------ Teks Sumber
Popy membeberkan, ada tantangan tersendiri saat dirinya bekerja sebagai Atikbud di Washington, D.C. Salah satunya adalah meyakinkan mitra di Amerika Serikat untuk bekerja sama di bidang pendidikan, kebudayaan, riset serta teknologi.
Potensi kerja sama dengan Amerika Serikat, kata Popy, terbuka luas. Hanya saja diperlukan sikap proaktif agar kerja sama yang dibangun bisa terwujud.
"Amerika Serikat negara yang sangat menghargai kompetensi dan keunggulan yang dimiliki seseorang, hal tersebut perlu dipresentasikan dengan sebaik-baiknya. Siapa yang bisa menyampaikan dan meyakinkan, itu bisa menjadi penguat penjalin kerja sama," jelas Popy.
Popy menjelaskan, ada tiga tugas utama dari Atikbud. Pertama, meningkatkan kerja sama di bidang pendidikan, kebudayaan, riset, dan teknologi.
Lantaran berada di bawah Kemendikbudristek, maka tugas popok dan fungsi (tupoksi) dari Atikbud adalah membantu kerja sama perguruan tinggi Amerika Serikat dengan Indonesia. Bentuk kerja samanya amcam-macam.
Kemudian, meningkatkan jumlah orang AS yang bisa berbahasa Indonesia. Maka dari itu, di KBRI Washington D.C. ada kelas Bahasa Indonesia khusus orang asing.
"Kelasnya di KBRI bekerja sama dengan Universitas di Amerika. Ada 14 perguruan tinggi yang mengajarkan Bahasa Indonesia," ujarnya.
Ketiga, mempromosikan kebudayaan Indonesia di AS seperti mempromosikan alat kesenian tradisional Sunda, angklung.
"Kami punya program angklung. Misalnya lewat diplomasi angklung karena kan angklung mudah ya. Programya dinamakan Angklung Goes To America dimana angklung bisa dimainkan oleh anak-anak SD hingga mahasiswa. Jadi mengajarkan angklung di program kurikulum universitas, itu salah satu program kami," jelasnya.
Popy menyarakan, Indonesia dapat mencontoh Korea dan China yang telah memiliki pusat kebudayaan di Washington D.C. Hal itu penting dilakukan agar kebudayaan Indonesia semakin dilirik Amerika.
------------
------ Catatan Tersedia
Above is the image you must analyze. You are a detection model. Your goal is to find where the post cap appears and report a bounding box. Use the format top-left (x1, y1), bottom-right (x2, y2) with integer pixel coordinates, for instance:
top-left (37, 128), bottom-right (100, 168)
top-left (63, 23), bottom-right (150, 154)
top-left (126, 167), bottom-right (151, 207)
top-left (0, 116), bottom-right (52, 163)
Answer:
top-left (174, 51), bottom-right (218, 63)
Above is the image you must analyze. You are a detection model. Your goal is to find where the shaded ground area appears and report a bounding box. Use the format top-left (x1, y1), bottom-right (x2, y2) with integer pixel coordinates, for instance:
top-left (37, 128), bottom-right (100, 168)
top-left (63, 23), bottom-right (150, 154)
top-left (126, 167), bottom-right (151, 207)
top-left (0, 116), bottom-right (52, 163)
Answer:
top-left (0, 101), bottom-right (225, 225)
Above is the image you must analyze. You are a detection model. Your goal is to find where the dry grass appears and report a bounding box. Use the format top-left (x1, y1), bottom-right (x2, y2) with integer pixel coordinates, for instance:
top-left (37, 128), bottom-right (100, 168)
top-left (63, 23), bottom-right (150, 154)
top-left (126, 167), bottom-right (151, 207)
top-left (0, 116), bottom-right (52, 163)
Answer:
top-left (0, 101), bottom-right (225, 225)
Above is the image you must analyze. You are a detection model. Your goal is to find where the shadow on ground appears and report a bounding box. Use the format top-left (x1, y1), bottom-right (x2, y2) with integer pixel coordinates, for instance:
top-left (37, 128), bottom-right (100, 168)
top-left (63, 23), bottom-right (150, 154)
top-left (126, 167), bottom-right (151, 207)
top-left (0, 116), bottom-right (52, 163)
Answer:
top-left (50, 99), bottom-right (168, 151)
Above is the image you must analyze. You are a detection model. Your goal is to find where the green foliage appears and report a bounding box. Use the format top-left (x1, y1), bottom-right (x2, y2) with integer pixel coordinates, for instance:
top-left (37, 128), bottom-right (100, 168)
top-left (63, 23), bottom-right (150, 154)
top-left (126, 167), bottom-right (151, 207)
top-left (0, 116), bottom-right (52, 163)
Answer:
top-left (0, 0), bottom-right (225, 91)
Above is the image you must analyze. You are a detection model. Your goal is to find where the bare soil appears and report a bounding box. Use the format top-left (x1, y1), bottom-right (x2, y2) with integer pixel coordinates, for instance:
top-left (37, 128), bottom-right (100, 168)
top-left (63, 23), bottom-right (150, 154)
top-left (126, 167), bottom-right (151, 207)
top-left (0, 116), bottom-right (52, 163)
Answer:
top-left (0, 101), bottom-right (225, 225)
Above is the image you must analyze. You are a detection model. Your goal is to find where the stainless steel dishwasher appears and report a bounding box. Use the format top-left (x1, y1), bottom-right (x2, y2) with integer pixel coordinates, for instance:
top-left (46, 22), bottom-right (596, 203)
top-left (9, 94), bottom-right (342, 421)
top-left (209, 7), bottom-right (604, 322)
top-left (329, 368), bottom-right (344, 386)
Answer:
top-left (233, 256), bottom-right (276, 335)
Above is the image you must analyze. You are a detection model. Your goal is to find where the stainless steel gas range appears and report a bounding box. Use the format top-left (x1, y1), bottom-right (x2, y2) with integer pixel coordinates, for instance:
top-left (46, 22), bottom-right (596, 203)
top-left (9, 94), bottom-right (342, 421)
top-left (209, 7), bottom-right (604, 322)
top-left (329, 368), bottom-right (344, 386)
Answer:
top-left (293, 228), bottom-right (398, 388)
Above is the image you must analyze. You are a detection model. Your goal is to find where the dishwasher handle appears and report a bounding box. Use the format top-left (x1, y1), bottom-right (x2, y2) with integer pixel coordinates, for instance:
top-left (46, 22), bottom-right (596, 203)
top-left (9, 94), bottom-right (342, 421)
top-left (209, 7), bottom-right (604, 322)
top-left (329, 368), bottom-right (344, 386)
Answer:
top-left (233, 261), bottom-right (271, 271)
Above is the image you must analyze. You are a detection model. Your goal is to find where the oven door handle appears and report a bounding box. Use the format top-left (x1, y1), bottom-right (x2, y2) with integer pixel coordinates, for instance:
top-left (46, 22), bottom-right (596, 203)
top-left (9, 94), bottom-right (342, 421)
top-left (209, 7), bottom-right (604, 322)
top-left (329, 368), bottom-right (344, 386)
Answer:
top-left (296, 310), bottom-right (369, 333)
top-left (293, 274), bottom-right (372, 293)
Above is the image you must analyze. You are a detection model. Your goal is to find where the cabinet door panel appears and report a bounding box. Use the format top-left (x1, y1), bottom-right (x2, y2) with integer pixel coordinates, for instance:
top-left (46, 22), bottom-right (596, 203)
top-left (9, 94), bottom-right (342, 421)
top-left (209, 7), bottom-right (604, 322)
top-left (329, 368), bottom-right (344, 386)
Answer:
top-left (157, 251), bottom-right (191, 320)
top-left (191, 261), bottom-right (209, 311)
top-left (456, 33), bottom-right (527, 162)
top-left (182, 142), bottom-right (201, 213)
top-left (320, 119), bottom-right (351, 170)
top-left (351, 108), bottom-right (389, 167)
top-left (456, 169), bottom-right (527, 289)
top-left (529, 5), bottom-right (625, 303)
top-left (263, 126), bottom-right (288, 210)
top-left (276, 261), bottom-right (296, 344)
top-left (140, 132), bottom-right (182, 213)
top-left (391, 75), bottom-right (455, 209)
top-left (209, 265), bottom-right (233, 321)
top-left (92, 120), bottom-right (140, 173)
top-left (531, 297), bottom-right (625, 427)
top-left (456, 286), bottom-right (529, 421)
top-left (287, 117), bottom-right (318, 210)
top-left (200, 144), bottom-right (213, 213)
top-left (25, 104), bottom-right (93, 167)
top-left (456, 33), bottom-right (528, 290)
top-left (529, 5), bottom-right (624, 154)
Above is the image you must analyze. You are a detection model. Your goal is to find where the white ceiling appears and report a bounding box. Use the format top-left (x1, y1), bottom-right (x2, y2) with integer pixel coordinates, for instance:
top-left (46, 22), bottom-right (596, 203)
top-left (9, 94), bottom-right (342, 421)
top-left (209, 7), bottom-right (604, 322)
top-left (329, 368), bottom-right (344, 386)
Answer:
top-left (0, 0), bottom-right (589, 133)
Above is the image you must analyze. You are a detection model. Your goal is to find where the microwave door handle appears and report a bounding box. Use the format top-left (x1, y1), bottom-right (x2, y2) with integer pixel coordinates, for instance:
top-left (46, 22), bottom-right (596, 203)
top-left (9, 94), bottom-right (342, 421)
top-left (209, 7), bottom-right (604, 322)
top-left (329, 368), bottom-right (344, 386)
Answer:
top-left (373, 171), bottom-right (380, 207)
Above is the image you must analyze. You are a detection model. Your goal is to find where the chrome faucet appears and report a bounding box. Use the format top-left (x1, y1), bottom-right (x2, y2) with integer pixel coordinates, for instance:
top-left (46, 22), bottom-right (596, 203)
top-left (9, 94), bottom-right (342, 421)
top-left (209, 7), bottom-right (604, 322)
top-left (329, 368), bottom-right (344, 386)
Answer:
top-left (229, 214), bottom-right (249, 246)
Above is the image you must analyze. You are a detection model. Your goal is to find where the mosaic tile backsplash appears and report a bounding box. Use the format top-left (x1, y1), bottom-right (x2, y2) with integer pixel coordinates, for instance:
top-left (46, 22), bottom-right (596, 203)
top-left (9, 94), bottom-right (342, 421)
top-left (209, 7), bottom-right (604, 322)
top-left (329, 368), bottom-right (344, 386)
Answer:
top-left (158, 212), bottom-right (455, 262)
------------
▶ **Tugas 1**:
Bisakah Anda meringkas paragraf dalam teks tentang Atikbud yang diawali "Popy membeberkan, ada tantangan" tanpa menghilangkan fakta utamanya?
▶ **Tugas 2**:
Bisakah Anda mengutip teks tentang Atikbud mulai dari "Potensi kerja sama" dan berakhir pada "riset, dan teknologi."?
Catatan di atas berasal dari sumber lain.

▶ **Kolom Jawaban 1**:
Menurut Popy, bekerja sebagai Atikbud di Washington, D.C. memiliki tantangan tersendiri. Salah satunya adalah meyakinkan mitra di Amerika Serikat agar mau bekerja sama di bidang pendidikan, kebudayaan, riset, dan teknologi.

▶ **Kolom Jawaban 2**:
Potensi kerja sama dengan Amerika Serikat, kata Popy, terbuka luas. Hanya saja diperlukan sikap proaktif agar kerja sama yang dibangun bisa terwujud.
"Amerika Serikat negara yang sangat menghargai kompetensi dan keunggulan yang dimiliki seseorang, hal tersebut perlu dipresentasikan dengan sebaik-baiknya. Siapa yang bisa menyampaikan dan meyakinkan, itu bisa menjadi penguat penjalin kerja sama," jelas Popy.
Popy menjelaskan, ada tiga tugas utama dari Atikbud. Pertama, meningkatkan kerja sama di bidang pendidikan, kebudayaan, riset, dan teknologi.